(Excerpts of pointing data)
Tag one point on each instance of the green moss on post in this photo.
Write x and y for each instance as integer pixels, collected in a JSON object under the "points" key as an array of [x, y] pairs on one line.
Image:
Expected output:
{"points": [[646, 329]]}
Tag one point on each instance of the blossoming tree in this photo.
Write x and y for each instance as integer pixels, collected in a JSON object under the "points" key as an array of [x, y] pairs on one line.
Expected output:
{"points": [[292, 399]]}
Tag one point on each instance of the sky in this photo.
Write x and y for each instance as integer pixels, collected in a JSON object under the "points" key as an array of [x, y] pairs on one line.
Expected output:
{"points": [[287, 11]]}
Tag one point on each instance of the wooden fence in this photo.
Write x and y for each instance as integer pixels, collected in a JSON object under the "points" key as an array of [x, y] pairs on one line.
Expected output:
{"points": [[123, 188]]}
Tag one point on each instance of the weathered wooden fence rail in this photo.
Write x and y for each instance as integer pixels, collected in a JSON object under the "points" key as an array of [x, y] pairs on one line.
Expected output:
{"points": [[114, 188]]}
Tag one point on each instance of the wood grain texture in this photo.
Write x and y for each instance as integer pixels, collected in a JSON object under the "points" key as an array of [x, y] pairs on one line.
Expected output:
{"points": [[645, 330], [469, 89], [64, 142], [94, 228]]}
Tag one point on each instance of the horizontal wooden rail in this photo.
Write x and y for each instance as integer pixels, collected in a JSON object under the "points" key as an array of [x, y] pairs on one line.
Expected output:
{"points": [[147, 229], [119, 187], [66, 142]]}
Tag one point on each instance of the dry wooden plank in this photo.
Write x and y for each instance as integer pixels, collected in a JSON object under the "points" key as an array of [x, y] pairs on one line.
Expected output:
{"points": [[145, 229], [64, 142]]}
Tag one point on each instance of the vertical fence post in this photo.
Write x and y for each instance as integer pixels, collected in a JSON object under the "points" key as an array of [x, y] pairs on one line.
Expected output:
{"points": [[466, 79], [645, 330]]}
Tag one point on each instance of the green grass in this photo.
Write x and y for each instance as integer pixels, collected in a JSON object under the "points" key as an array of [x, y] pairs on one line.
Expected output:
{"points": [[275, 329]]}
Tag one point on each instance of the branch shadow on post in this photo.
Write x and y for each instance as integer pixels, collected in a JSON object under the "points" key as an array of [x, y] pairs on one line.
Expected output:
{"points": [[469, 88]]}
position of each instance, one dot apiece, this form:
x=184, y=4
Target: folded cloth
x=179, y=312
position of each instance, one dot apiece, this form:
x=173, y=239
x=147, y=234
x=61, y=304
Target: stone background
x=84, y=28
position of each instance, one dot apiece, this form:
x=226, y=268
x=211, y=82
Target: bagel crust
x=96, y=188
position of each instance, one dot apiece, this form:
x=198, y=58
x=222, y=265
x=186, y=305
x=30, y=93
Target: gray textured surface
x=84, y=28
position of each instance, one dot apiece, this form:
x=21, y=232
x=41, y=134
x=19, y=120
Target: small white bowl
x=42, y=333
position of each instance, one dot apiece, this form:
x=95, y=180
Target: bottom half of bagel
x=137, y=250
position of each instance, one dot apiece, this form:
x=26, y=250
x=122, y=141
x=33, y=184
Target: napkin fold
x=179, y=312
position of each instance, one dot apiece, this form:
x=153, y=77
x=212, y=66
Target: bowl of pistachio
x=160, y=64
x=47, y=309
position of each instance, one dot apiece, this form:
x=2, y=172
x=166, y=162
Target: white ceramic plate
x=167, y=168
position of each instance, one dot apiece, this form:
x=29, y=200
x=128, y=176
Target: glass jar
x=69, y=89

*Short problem*
Reproduce, word for word, the part of the entries that opens with the line containing "Tag one point on each instance of the green grass" and runs through the last of the entries.

*Reply*
Tag one point on each instance of the green grass in this photo.
Write x and y for each instance as integer pixels, collected in a JSON object under the "points" key as an array of [x, y] pairs on one line.
Expected output:
{"points": [[275, 329]]}
Tag one point on each instance of the branch shadow on post in this photo.
Write x and y for each instance as integer pixels, collected in a JSON object under the "points" key as an array of [x, y] pairs on one line.
Expected output:
{"points": [[469, 88]]}
position of each instance, one dot apiece, this form:
x=184, y=4
Target: folded cloth
x=179, y=312
position of each instance, one dot apiece, this form:
x=173, y=239
x=147, y=234
x=61, y=304
Target: stone background
x=84, y=28
position of each instance, one dot apiece, this form:
x=226, y=268
x=211, y=82
Target: bagel crust
x=96, y=188
position of each instance, one dot apiece, this form:
x=198, y=58
x=222, y=265
x=186, y=305
x=30, y=93
Target: gray textured surface
x=84, y=28
position of each instance, one dot apiece, this form:
x=21, y=232
x=41, y=134
x=19, y=120
Target: small white bowl
x=42, y=333
position of each instance, one dot apiece, this form:
x=95, y=180
Target: bottom half of bagel
x=137, y=250
position of each instance, one dot apiece, this form:
x=26, y=250
x=122, y=141
x=33, y=184
Target: napkin fold
x=179, y=312
position of each instance, one dot apiece, this form:
x=153, y=77
x=212, y=66
Target: bowl of pistachio
x=160, y=64
x=47, y=309
position of each instance, one dot apiece, this form:
x=2, y=172
x=166, y=162
Target: white ceramic plate
x=167, y=168
position of each instance, one dot apiece, this form:
x=29, y=200
x=128, y=176
Target: glass jar
x=69, y=89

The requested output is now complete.